Selain itu, laporan neraca dagang bulan Februari yang masih berhasil surplus juga menambah dukungan penguatan kepada rupiah. Surplus neraca perdagangan menyentuh US$ 3,83 miliar bulan lalu ditopang kinerja moncer pada ekspor. Rully memperkirakan surplus besar masih akan terjadi di bulan-bulan mendatang sehingga memberi sentimen positif ke rupiah.

"Tetapi sentimen-sentimen positif dalam negeri tersebut belum bisa menahan pengaruh negatif dari global," kata dia.

Senada dengan Rully, analis pasar uang Ariston Tjendra juga memperkirakan rupiah akan melemah hari ini di rentang Rp 14.360 - Rp 14.380, dengan potensi penguatan di Rp 14.300 per dolar AS.
◆ ◆ ◆ ◆
Permintaan
Tuliskan lanjutan kutipan tentang pergerakan rupiah di atas, dimulai tepat setelah kalimat terakhirnya. Baris-baris data di bawah ini tidak perlu digunakan.
◆ ◆ ◆ ◆
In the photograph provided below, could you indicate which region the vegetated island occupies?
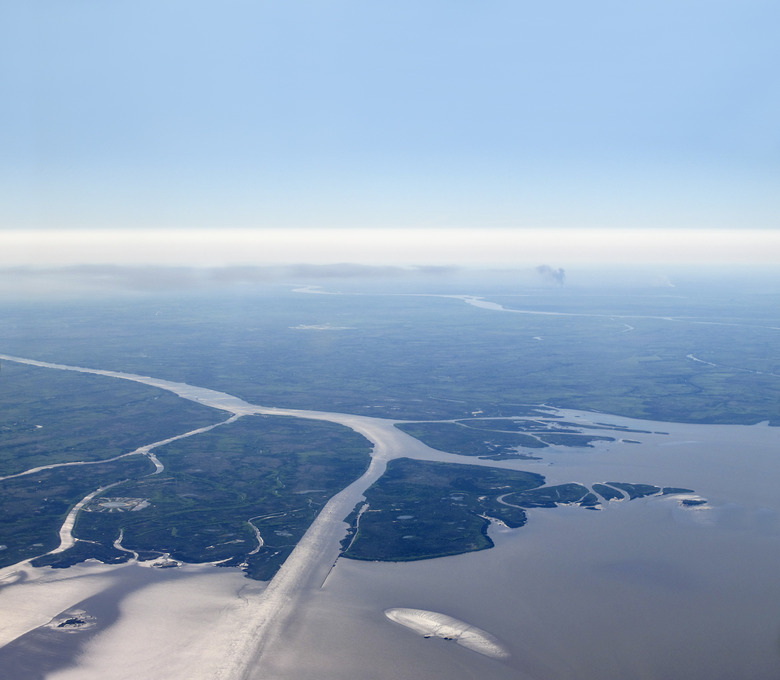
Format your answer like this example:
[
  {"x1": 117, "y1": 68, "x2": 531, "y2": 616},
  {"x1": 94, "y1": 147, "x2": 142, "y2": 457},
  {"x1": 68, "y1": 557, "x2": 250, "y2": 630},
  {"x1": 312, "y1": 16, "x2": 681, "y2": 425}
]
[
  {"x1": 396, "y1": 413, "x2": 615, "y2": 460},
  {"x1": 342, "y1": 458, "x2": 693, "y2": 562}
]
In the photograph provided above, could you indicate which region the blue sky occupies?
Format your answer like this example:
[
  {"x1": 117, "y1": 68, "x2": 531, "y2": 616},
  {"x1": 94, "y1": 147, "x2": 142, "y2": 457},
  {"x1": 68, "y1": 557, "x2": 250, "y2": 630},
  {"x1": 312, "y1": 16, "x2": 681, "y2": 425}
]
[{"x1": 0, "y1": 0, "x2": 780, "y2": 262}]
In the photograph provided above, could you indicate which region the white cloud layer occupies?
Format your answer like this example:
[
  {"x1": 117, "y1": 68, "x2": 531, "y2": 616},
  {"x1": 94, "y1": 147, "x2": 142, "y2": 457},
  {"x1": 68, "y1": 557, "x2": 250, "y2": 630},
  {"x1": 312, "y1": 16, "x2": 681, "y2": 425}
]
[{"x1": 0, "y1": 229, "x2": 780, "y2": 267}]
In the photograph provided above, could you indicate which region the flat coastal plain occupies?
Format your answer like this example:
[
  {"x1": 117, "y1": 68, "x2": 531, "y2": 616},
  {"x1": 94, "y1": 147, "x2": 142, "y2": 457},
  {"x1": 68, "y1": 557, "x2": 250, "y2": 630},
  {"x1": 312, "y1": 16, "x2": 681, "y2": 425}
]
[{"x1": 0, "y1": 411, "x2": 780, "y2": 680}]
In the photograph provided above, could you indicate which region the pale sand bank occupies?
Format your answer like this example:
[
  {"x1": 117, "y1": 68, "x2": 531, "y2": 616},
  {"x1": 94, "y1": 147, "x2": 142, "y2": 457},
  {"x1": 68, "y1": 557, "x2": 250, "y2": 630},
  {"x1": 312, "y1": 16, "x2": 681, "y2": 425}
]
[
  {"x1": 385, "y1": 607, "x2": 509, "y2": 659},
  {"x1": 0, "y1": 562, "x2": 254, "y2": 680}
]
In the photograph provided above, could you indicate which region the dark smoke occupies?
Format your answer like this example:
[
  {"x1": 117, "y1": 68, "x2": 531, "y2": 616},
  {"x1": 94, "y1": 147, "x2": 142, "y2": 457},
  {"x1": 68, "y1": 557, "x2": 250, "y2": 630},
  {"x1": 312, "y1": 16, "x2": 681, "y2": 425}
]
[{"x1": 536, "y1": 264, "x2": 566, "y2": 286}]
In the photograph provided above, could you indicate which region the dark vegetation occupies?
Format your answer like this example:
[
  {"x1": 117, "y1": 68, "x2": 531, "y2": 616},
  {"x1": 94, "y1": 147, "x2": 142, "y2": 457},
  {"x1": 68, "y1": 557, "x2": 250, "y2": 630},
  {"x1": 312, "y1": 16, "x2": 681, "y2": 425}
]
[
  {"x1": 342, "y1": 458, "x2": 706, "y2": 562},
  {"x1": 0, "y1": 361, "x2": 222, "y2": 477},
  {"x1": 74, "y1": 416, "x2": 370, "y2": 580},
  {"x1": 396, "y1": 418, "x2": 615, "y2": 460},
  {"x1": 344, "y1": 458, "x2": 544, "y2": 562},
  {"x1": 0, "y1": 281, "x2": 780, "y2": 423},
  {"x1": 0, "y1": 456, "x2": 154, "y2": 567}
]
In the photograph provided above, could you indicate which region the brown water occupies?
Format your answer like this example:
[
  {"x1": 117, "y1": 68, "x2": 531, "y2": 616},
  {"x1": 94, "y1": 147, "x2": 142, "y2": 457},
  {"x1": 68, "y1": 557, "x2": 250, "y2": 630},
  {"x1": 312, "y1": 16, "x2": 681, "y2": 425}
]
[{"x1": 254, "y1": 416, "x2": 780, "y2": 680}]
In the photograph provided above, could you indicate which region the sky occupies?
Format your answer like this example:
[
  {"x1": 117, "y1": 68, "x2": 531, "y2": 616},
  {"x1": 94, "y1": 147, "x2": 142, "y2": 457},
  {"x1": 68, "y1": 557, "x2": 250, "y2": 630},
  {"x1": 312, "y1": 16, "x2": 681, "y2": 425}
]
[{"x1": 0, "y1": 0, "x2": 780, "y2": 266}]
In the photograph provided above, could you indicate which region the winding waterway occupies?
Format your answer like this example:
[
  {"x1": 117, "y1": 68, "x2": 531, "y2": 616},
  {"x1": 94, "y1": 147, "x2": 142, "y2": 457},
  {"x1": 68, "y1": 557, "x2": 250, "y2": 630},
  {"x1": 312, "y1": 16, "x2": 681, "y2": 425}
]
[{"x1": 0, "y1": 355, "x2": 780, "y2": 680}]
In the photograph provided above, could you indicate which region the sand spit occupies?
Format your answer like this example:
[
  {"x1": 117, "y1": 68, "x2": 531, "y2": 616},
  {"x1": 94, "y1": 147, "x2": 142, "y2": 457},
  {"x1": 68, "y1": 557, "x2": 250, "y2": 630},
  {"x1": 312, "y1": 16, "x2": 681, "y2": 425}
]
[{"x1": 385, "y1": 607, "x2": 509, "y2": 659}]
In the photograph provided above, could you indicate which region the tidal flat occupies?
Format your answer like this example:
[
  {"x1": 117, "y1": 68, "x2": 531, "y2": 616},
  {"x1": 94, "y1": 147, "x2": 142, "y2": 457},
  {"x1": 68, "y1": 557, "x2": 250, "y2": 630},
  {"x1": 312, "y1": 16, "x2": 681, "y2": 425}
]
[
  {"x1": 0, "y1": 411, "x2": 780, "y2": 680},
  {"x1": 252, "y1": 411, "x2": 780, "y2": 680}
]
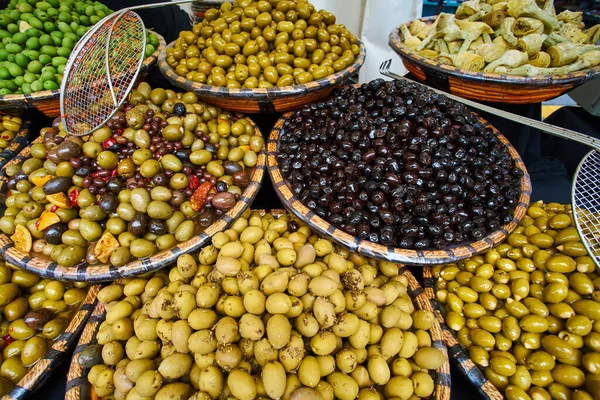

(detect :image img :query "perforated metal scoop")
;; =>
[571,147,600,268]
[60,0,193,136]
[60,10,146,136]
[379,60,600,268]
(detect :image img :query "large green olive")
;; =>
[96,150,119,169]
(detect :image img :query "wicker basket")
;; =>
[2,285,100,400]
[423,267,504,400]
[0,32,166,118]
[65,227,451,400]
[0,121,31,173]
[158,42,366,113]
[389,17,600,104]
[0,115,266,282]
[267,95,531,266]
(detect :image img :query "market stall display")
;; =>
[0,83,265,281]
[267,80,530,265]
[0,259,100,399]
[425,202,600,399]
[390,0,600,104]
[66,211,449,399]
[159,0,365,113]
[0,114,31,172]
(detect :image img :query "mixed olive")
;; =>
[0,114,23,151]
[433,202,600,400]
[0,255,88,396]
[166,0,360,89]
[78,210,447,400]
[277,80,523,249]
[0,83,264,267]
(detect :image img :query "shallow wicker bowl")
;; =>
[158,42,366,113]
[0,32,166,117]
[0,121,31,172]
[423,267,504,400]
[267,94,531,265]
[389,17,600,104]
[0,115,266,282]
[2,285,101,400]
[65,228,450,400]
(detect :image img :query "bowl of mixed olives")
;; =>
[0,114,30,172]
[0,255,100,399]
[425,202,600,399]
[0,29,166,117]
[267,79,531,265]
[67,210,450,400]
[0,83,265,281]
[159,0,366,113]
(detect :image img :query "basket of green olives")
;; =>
◆ ◆ ◆ ◆
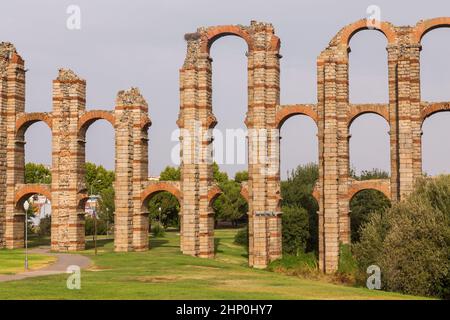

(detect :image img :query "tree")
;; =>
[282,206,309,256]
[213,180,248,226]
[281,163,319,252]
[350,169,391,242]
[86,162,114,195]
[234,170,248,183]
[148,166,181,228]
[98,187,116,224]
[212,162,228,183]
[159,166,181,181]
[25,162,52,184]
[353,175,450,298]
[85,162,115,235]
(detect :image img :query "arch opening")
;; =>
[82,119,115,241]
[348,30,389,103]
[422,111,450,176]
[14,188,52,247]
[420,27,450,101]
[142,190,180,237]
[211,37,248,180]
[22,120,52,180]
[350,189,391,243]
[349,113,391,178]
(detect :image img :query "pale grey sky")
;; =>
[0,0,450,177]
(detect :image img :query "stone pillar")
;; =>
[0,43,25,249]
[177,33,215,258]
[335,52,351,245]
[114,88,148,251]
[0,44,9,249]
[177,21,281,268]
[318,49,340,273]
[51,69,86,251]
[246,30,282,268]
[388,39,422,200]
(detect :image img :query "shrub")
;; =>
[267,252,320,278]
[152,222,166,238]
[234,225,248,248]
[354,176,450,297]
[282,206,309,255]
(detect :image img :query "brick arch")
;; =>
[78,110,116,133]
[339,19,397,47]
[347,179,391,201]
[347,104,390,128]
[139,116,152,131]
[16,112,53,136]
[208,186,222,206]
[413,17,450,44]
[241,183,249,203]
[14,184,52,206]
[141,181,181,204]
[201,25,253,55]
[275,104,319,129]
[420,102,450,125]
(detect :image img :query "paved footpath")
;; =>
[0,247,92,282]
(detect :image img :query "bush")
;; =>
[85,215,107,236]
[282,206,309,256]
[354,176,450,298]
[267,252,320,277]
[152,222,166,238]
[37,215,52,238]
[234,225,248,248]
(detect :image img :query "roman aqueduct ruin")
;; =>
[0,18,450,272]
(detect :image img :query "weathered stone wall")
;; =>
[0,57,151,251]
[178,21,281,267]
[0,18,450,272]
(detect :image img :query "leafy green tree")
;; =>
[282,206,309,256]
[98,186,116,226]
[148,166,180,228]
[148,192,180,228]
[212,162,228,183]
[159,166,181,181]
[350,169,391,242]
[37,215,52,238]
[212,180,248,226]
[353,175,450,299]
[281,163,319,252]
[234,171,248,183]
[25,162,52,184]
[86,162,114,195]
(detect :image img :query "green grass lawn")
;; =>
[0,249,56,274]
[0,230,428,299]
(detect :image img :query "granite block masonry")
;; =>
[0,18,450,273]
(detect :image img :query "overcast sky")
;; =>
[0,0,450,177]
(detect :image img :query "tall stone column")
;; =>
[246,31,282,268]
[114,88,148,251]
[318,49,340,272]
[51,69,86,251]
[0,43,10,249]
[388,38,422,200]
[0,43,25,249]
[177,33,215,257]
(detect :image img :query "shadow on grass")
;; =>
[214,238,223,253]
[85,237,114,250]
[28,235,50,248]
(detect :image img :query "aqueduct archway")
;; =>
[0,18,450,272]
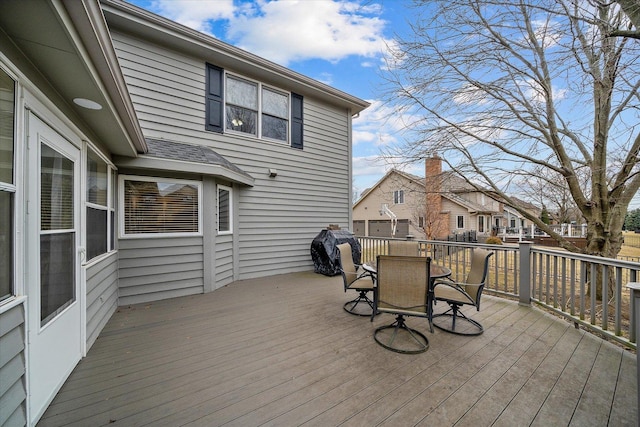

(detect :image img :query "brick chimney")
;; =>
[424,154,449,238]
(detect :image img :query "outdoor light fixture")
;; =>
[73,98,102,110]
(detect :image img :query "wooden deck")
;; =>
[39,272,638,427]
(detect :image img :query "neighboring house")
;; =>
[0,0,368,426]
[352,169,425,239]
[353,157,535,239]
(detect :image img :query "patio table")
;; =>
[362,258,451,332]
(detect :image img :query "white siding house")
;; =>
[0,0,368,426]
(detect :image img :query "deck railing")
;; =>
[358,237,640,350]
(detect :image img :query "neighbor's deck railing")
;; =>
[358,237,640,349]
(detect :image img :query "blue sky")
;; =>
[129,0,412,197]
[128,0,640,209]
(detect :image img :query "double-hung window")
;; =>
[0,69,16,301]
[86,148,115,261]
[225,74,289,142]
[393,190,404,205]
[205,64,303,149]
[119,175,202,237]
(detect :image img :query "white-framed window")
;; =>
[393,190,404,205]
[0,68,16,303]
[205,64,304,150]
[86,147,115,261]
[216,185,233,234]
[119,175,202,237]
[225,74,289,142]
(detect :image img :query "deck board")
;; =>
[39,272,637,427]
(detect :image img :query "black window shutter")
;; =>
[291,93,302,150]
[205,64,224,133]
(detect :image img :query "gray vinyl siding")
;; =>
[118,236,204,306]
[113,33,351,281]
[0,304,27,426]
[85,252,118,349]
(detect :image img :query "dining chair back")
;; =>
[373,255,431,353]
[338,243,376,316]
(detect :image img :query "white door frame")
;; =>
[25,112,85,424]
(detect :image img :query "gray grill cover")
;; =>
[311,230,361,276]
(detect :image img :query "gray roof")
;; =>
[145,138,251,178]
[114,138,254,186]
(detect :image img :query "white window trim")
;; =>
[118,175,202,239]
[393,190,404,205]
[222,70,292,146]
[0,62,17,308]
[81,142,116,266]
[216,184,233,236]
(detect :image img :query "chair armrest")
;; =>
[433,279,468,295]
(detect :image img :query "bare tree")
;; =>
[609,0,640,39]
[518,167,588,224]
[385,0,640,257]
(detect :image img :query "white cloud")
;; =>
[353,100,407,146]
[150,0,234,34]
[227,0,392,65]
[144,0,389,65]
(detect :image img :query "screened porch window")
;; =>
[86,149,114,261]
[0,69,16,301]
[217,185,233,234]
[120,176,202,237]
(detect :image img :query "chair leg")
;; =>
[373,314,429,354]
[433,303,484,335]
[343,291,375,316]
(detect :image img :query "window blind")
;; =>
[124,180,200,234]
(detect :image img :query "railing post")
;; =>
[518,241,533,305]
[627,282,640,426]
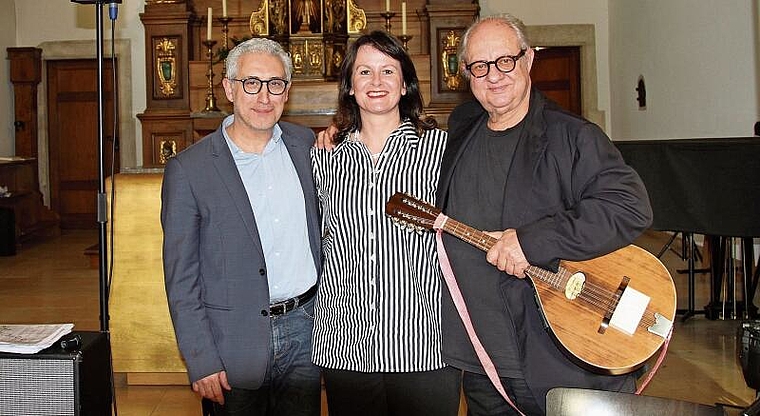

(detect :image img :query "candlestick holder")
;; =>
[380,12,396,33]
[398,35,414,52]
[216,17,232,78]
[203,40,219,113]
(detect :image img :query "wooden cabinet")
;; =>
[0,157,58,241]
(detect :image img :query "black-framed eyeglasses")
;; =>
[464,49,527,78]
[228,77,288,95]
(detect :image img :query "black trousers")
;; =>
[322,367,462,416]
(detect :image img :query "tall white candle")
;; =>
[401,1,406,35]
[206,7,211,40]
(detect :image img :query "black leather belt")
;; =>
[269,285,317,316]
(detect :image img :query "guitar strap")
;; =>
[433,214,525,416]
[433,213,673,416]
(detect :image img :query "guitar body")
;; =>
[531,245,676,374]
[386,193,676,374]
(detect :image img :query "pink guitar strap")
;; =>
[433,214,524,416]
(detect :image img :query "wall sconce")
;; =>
◆ ◆ ◆ ◆
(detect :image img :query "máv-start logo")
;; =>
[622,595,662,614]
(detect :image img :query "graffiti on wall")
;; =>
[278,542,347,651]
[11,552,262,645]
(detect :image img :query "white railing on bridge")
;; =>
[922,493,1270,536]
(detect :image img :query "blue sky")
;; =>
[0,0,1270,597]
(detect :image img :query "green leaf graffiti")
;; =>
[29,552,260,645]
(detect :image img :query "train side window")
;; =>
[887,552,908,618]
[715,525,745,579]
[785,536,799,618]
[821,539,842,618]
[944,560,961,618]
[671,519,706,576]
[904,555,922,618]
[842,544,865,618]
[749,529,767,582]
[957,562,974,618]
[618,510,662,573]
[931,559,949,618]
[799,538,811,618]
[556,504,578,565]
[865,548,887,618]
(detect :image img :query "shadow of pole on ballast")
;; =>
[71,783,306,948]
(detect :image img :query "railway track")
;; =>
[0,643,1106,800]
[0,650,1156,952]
◆ ◆ ◆ ◆
Hasil Tugas Ini
Menurutnya, sekalipun perundingan antara Rusia dan Ukraina masih terus berlanjut, namun pembicaraan masih alot. Sebagian pelaku pasar optimis perdamaian akan segera tercapai tapi sebagian lagi skeptis bahwa perang bisa berlangsung lebih lama.

Dampak negatif dari perang ini juga masih terlihat dari kenaikan harga sejumlah komoditas. Harga minyak mentah dunia juga masih bertahan di atas US$ 100 per barel. "Kenaikan harga energi bisa memberikan tekanan ke harga aset berisiko karena kenaikan harga tersebut bisa menekan pertumbuhan ekonomi global," ujar dia.

Berbeda dari Rully dan Ariston, analis DC Futures Lukman Leong memperkirakan sentimen terhadap rupiah cenderung positif hari ini. Kurs garuda diperkirakan bergerak di rentang Rp 14.275-RP 14.400 per dolar AS.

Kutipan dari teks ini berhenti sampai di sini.